= Extracted records =
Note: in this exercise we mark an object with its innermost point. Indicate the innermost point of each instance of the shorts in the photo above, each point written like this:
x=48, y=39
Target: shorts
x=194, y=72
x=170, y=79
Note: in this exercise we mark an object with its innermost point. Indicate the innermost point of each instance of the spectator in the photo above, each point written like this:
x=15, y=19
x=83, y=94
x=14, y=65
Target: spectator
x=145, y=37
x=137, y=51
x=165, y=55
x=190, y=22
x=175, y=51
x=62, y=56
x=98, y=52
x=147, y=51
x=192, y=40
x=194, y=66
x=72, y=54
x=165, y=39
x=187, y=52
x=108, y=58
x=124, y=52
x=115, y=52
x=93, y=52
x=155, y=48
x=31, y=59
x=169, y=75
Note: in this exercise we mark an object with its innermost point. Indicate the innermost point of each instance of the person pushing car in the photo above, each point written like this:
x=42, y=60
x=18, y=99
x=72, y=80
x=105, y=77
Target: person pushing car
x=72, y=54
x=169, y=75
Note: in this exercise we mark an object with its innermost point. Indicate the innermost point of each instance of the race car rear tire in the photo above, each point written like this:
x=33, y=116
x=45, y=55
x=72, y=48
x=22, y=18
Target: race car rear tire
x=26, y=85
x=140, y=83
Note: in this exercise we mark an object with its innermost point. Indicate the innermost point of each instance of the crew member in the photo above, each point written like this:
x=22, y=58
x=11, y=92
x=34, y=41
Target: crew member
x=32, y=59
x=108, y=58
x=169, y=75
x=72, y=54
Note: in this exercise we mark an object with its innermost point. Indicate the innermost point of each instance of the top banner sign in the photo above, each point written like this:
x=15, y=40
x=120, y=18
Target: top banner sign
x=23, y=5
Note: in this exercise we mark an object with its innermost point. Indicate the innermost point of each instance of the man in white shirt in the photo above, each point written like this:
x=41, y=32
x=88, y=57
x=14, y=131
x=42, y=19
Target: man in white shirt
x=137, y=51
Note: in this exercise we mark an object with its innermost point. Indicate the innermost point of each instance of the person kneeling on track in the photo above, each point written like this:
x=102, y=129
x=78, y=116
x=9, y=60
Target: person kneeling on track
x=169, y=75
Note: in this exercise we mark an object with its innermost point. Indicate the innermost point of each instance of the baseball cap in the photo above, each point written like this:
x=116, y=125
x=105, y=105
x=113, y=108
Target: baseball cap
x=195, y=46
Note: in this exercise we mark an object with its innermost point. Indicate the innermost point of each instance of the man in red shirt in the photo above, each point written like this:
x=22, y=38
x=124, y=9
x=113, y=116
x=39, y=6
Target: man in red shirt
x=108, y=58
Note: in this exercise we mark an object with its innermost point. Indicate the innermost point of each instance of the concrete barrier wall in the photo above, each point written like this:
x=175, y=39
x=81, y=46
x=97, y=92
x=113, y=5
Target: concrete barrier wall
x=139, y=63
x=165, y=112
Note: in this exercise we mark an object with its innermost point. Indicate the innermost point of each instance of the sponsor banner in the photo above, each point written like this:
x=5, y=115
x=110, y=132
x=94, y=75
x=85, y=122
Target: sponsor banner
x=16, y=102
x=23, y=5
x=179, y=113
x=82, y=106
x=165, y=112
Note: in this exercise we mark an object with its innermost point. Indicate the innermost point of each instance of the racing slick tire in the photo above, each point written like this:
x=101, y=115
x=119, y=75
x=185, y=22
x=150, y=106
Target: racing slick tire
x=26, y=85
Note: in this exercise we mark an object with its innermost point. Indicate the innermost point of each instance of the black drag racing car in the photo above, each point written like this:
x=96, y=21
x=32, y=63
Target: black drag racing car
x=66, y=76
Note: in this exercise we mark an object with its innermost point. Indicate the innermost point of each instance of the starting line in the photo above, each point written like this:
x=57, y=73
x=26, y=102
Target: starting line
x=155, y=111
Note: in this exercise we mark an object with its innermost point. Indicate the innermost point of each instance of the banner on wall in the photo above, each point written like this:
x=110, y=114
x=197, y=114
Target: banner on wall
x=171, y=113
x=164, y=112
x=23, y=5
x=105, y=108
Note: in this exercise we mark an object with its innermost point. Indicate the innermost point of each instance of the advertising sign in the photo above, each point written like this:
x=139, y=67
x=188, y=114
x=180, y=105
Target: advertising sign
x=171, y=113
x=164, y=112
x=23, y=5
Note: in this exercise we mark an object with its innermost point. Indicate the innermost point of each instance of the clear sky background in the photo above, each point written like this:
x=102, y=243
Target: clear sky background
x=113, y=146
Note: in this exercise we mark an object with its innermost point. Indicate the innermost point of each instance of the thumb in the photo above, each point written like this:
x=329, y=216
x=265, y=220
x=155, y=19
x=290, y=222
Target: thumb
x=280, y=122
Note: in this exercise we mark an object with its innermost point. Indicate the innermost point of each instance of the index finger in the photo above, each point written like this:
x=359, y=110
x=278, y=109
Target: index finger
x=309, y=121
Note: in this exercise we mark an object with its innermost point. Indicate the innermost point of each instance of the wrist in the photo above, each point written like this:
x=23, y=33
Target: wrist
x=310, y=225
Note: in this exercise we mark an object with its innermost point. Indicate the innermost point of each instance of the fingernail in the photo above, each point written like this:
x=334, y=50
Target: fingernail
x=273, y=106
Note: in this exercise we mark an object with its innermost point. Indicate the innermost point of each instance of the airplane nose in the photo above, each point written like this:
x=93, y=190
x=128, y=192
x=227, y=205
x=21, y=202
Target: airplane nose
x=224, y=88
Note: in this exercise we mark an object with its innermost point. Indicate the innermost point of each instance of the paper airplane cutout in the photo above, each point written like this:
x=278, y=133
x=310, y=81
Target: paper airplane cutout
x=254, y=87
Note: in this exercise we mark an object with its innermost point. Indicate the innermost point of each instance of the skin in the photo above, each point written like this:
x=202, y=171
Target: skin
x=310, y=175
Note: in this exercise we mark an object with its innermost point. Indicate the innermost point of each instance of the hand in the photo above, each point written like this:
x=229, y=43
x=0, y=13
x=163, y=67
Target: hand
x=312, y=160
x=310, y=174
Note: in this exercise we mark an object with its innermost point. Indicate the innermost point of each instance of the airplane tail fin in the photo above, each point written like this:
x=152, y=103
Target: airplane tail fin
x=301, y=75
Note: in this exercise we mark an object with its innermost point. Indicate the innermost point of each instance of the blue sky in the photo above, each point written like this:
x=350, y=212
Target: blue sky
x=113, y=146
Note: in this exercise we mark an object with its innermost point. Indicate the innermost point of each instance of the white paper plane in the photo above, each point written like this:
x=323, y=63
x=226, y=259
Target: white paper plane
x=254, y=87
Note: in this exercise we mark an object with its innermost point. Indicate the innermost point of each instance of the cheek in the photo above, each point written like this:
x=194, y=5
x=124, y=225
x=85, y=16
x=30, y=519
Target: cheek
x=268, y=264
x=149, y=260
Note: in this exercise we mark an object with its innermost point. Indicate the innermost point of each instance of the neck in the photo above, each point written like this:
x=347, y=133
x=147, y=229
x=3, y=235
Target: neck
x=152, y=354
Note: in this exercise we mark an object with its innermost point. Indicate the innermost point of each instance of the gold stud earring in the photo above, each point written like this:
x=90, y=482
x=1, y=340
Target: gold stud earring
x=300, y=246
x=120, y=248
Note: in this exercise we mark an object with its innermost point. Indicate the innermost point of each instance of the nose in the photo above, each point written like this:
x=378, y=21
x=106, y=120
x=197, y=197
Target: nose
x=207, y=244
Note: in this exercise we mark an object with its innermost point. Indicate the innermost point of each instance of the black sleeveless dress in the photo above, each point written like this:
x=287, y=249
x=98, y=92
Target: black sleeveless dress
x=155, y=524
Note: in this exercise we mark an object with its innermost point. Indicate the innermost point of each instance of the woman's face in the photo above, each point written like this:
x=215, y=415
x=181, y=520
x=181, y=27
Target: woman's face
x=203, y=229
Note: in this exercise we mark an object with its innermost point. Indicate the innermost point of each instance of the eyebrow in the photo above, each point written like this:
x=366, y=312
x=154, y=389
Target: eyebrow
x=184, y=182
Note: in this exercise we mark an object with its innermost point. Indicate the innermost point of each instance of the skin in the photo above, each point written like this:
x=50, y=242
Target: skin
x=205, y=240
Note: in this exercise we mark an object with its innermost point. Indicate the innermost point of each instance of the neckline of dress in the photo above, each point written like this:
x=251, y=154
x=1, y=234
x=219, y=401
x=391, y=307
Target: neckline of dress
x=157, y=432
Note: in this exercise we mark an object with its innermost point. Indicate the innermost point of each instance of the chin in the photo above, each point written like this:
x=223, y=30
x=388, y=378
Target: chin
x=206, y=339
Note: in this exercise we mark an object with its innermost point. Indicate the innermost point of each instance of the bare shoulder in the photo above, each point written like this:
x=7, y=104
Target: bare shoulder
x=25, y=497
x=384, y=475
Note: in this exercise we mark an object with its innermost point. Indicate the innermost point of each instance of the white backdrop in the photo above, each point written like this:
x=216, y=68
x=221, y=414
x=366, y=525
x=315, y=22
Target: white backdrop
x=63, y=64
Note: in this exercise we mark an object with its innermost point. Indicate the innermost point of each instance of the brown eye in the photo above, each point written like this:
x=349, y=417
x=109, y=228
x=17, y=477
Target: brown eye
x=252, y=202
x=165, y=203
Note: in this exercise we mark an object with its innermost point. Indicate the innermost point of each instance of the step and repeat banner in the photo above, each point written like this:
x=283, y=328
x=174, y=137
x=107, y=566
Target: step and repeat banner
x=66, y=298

= Exercise =
Quote the data verbatim, from the line that contains "of the woman's" through the line that contains "x=205, y=240", with both of those lines included.

= Exercise output =
Note: in this exercise we mark an object with its innermost point. Indicate the innermost point of each instance of the woman's face in the photo above, each point written like this:
x=215, y=415
x=181, y=520
x=181, y=27
Target: woman's face
x=203, y=229
Note: in this exercise we mark an object with its innermost point. Indicate the innermost point of each instance of the eyebrow in the photo above, each point written like this:
x=366, y=312
x=154, y=389
Target: eyebrow
x=184, y=182
Note: in this exercise we mark an object with its innermost point. Indicate the innermost point of each instance of the skin in the photo above, each point written like this:
x=50, y=242
Target: skin
x=205, y=240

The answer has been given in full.